Zapisane rekordy
>>>
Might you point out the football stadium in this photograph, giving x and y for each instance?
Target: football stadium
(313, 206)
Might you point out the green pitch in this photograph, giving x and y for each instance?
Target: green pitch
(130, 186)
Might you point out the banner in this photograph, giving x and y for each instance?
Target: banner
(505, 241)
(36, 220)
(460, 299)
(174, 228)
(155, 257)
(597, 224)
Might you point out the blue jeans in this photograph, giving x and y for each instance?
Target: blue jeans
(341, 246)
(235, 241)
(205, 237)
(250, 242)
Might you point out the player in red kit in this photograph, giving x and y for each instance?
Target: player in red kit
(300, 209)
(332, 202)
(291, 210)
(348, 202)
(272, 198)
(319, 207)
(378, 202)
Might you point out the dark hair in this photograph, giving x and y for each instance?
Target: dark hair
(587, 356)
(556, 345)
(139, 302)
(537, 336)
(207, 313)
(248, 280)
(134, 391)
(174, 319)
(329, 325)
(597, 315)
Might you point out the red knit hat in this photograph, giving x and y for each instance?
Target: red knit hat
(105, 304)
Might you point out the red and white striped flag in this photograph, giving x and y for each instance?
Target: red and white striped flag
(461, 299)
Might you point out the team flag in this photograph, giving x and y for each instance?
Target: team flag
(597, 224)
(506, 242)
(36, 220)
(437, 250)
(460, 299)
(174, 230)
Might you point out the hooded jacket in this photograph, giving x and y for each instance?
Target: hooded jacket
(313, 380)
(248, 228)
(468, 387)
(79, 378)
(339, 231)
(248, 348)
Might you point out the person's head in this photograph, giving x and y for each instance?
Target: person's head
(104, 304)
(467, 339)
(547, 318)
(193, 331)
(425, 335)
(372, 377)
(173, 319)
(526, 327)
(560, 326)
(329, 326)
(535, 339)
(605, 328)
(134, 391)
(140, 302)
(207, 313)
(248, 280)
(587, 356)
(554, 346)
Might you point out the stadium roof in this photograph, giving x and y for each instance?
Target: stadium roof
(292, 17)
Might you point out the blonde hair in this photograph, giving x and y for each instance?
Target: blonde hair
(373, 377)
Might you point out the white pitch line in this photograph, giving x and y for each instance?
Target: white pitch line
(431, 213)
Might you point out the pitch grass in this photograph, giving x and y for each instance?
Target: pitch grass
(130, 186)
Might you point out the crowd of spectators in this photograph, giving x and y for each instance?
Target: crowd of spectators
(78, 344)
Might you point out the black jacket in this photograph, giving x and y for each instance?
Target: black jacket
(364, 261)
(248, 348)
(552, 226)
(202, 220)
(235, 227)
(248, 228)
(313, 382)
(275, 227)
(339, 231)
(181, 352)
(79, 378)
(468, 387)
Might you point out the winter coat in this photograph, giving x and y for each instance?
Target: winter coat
<<<
Cel ćwiczenia
Wypisz cały powyższy listing, od pierwszego do ostatniego wiersza, bez wprowadzania jakichkolwiek zmian.

Wynik końcowy
Might you point out the football stadium in this photograph, giving x and y for each instance?
Target: football stadium
(313, 206)
Might you point out the green pitch in this photograph, giving x and y for each instance?
Target: green pitch
(130, 186)
Might you point out the banner in this photograph, giving x and y for each instance?
Target: banner
(505, 241)
(36, 220)
(460, 299)
(174, 228)
(155, 257)
(597, 224)
Might you point out the blue jeans in this photograph, giving x and y for each instance?
Target: blue jeans
(341, 246)
(235, 241)
(205, 237)
(250, 242)
Might you point out the player in red kit in this photograph, giving x and y for each instance?
Target: player in red kit
(300, 209)
(332, 202)
(291, 210)
(348, 202)
(272, 198)
(319, 207)
(378, 202)
Might you point out the dark hair in this photograph, giving x and y for each instance?
Target: dark hair
(587, 356)
(556, 345)
(139, 302)
(537, 336)
(207, 313)
(248, 280)
(134, 391)
(174, 319)
(329, 325)
(597, 315)
Might you point out the red knit hat in this photograph, giving x and y for each instance?
Target: red knit hat
(105, 304)
Might you point out the red and white striped flag in this photograph, giving x and y for each instance?
Target: red and white striped flag
(461, 299)
Might you point out the team flag in this photograph, giving x and y for each instance?
Target: team flag
(597, 224)
(506, 242)
(36, 220)
(437, 250)
(460, 299)
(174, 230)
Might you point out the hooded jacket in this photograph, giving x and y for each instance?
Target: hooded jacket
(313, 380)
(248, 228)
(468, 387)
(79, 378)
(339, 231)
(248, 348)
Might you point out the person's head in this photograph, giving x and y for each instance?
Target: person's head
(104, 304)
(467, 339)
(547, 318)
(193, 331)
(425, 335)
(372, 377)
(173, 319)
(526, 327)
(560, 326)
(329, 326)
(535, 339)
(605, 328)
(134, 391)
(140, 302)
(207, 313)
(248, 280)
(587, 356)
(554, 346)
Might you point out the stadium roof in this photograph, giving x and y for each instance?
Target: stadium roof
(292, 17)
Might you point out the blonde hair in this photograph, giving x and y for each instance?
Target: blonde hair
(373, 377)
Might you point out the white pitch line in this photograph, giving x and y for each instance?
Target: white pitch line
(431, 213)
Might you point out the pitch grass in this photograph, giving x and y for each instance?
Target: pitch grass
(130, 186)
Might you point out the crowd of spectators in this photograph, giving x and y for each instance?
Target: crowd of spectators
(78, 344)
Might you point out the black jacket in this photograph, giving x and y for each instance?
Target: black jacket
(364, 261)
(248, 348)
(552, 226)
(202, 220)
(235, 227)
(248, 228)
(313, 382)
(275, 227)
(339, 231)
(181, 352)
(79, 378)
(468, 387)
Might you point out the winter coat in this photograph, giving x and y for each instance?
Target: winter coat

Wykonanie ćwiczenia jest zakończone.